Start of Source material
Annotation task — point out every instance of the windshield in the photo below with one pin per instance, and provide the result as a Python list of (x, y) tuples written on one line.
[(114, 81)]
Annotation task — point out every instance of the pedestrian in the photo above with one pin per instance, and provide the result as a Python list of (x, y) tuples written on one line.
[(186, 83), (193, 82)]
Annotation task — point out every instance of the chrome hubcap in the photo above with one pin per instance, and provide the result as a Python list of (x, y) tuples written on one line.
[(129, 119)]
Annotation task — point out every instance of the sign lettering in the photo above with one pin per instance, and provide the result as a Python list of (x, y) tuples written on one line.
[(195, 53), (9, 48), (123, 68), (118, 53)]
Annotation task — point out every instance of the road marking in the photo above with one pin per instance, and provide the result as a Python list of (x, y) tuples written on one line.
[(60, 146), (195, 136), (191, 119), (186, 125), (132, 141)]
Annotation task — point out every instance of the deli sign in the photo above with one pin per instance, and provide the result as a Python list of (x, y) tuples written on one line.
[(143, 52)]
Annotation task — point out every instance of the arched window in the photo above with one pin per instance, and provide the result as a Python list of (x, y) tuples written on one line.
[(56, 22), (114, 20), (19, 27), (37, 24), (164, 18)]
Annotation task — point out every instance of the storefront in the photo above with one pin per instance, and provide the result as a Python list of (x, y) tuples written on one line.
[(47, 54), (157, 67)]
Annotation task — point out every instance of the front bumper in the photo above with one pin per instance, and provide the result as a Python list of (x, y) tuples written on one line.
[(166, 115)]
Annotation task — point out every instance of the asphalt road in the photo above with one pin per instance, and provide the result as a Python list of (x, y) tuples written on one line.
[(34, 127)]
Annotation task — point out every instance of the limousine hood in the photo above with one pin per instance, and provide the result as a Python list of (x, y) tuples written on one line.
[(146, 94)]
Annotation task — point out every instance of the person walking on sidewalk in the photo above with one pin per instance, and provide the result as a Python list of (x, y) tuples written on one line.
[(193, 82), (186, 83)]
End of Source material
• [Instructions for the task] Nothing in the records above may differ in your copy; retype them in full.

• [Answer to the problem]
Annotation task — point out every instance of the windshield in the photo below with one pin per instance, and provide the result as a Python list of (x, y) tuples written on one line.
[(114, 81)]
Annotation task — point out every instance of the pedestrian in the photo above with one pin per instance, and provide the result as a Python list of (x, y) tuples written on one line.
[(186, 83), (193, 82)]
Annotation task — point out every instance of the chrome hubcap in the photo above with one pin per instance, and provide the result as a Python list of (x, y) tuples written on one line.
[(129, 119)]
Annotation task — point out every instance of the sign lettering in the photo above with one pin per instance, and provide the result as a Python list of (x, y) tuples written on one line.
[(195, 53), (9, 48), (123, 68), (118, 53)]
Annotation task — point out every instance of the road marking in the photo above with one pin per instance, and provide the result as a Python list of (x, y) tuples written on one line.
[(60, 146), (195, 136), (191, 119), (186, 125), (132, 141)]
Annotation task — point out every instance of the deli sign in the photo above with one pin per instance, and provide the result as a Python list of (x, y) tuples written on one line.
[(143, 52)]
Annotation task — point out every instance of the arched window in the photo above with one pin per instance, and provide the result as a Python list of (x, y) tuples written on one line.
[(56, 22), (114, 20), (19, 27), (37, 24), (164, 18)]
Annotation task — point out every instance of the storefront in the photo above with one pin per instance, and provide the result as a Python list of (x, y) tuples written on one line.
[(47, 54), (157, 67)]
Annotation task — point out every instance of the front bumper in the photo above with one pin per instance, and provide the result as a Python list of (x, y) tuples written on one line.
[(166, 115)]
Annotation task — point out every instance of the asphalt road in the photo above with one pin per instance, and provide the result as a Python list of (x, y) tuples written on one line.
[(34, 127)]
Annotation task — point out every instance of the limousine hood in the photo above with one pin per instance, and provide the result as a Python list of (x, y) tuples written on one line.
[(146, 94)]
Annotation task — point out every instance of the person walking on sidewalk in the photo above with one pin per instance, and provide the result as a Python list of (x, y) tuples written on one line.
[(193, 82), (186, 83)]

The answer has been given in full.